§ **Problem description**: Copy the entries from the line containing "of the mallard" through the end of the entries, inclusive, renaming "thickest part" to "widest part" everywhere and changing nothing else.

Pointing entries
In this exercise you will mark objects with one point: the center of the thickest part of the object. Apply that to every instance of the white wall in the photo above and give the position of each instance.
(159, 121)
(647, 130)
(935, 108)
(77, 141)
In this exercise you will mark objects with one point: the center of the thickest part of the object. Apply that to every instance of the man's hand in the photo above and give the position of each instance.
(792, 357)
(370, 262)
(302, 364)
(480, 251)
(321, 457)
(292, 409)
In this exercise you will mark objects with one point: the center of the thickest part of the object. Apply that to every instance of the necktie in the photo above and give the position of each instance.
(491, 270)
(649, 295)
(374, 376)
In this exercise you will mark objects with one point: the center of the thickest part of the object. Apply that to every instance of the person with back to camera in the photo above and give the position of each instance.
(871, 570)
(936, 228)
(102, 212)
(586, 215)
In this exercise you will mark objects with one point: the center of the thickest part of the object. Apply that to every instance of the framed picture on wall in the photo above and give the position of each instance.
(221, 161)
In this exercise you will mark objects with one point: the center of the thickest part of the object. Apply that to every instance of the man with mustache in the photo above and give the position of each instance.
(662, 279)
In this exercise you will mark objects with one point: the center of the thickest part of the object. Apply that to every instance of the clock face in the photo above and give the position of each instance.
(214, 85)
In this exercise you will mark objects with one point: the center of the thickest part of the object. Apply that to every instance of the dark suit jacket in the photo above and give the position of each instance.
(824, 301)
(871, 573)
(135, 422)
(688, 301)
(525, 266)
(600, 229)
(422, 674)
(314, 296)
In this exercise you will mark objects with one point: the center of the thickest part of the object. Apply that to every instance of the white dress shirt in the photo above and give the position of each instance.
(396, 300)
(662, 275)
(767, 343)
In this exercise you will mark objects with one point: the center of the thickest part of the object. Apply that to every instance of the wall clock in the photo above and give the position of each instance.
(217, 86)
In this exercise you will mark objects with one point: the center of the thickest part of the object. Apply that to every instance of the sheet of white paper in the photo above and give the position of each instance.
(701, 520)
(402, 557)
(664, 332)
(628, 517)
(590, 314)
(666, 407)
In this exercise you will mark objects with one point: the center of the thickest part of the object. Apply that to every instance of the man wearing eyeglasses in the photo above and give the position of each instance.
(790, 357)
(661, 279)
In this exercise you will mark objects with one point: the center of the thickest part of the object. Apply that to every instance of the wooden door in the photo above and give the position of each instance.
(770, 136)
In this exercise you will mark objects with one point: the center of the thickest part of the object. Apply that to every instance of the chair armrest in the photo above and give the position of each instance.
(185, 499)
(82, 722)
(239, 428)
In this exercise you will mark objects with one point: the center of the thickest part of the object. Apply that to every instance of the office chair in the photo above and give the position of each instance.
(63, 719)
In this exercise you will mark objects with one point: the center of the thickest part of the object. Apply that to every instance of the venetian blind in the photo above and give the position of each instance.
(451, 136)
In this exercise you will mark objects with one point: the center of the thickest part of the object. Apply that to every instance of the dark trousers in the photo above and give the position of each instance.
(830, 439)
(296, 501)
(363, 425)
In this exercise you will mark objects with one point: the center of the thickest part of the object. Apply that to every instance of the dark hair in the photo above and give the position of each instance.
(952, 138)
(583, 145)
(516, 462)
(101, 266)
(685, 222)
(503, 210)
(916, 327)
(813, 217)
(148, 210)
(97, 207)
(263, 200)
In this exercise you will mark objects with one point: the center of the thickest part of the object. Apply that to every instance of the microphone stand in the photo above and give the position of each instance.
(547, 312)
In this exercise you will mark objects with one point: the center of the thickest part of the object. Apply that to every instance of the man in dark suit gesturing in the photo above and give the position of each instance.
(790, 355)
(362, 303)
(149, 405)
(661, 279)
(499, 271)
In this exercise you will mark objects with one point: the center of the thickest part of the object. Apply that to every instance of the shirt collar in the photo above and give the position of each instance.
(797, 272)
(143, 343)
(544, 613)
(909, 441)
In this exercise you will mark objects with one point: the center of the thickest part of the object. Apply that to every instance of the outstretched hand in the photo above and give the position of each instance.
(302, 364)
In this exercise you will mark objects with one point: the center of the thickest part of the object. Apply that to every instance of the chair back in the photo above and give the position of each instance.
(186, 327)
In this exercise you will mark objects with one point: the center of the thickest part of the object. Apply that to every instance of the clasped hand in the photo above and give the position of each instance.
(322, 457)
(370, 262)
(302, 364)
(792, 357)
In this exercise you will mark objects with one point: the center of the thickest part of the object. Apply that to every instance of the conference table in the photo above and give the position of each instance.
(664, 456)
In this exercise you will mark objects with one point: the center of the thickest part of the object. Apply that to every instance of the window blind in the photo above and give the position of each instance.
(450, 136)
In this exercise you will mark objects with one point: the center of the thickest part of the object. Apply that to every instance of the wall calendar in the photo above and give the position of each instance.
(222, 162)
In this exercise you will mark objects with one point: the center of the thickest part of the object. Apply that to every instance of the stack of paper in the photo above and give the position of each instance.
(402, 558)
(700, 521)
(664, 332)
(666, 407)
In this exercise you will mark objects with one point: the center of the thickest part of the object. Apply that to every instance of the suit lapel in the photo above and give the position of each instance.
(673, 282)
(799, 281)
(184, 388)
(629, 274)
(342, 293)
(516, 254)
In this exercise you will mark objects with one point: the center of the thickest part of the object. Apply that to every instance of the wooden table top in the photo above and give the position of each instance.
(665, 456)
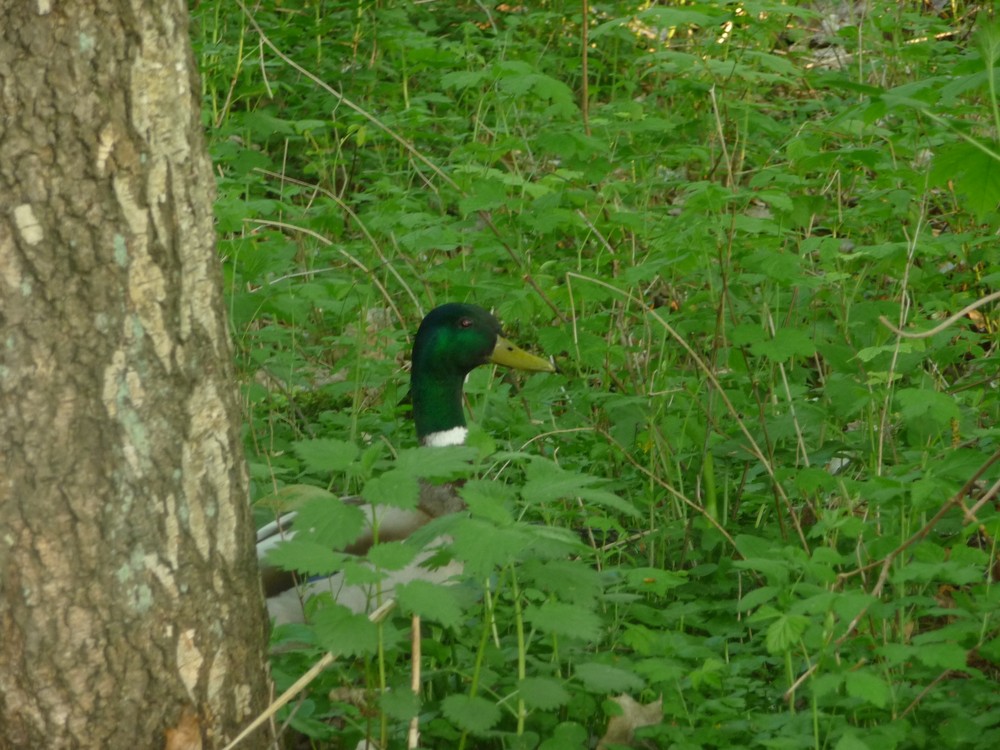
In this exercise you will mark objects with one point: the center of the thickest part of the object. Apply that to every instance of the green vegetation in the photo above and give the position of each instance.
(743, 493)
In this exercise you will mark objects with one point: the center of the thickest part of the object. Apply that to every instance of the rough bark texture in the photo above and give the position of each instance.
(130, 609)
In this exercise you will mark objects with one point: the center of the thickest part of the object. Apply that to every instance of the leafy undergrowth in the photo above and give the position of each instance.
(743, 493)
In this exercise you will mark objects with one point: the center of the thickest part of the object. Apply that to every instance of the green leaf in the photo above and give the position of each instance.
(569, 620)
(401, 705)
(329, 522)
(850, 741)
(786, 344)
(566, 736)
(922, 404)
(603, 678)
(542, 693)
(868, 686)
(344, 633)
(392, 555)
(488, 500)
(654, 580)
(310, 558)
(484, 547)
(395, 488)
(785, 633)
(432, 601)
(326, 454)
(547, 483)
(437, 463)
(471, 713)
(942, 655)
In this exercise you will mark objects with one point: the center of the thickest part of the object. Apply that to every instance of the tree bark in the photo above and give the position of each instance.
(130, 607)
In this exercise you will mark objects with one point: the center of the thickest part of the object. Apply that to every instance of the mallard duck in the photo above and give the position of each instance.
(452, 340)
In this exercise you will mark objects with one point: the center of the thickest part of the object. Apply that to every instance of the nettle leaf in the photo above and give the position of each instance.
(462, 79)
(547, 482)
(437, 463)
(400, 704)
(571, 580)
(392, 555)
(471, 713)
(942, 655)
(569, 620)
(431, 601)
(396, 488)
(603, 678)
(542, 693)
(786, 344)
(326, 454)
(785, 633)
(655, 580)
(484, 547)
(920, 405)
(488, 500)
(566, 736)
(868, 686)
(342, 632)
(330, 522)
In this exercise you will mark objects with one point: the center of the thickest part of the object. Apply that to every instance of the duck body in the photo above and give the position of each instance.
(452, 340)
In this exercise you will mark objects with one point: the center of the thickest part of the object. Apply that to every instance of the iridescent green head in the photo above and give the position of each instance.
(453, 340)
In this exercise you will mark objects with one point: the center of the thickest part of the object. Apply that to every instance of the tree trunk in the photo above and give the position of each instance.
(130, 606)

§ **Answer below**:
In this exercise you will mark objects with one point: the center of the widest part of the object. Apply that to every instance of the mallard duck in the photo above and give the position of each instance.
(452, 340)
In this exercise you will mark objects with one point: the center of the widest part of the object. Apply that to every instance of the nettle leaf in the photo above and give the position of each instance.
(462, 79)
(547, 482)
(437, 463)
(400, 704)
(571, 580)
(392, 555)
(471, 713)
(942, 655)
(569, 620)
(431, 601)
(396, 488)
(603, 678)
(542, 693)
(786, 344)
(326, 454)
(785, 633)
(655, 580)
(484, 547)
(920, 405)
(488, 500)
(566, 736)
(868, 686)
(342, 632)
(330, 522)
In this exercise you will mark objects with one point: the center of the widest part of the object. Apply that to every instance of the duck body in the photo above and give the position of each instance.
(452, 340)
In this exercise you will mark objects with one point: the center of the widest part of the object. Apply that to every instance of the iridescent green head in the photo above and give the position of each instance.
(453, 340)
In this exercise you will mark objects with one point: the center of the widest part of the object. Apply that to every instance of the tree trunk in the photo above and give the position of each instance.
(130, 606)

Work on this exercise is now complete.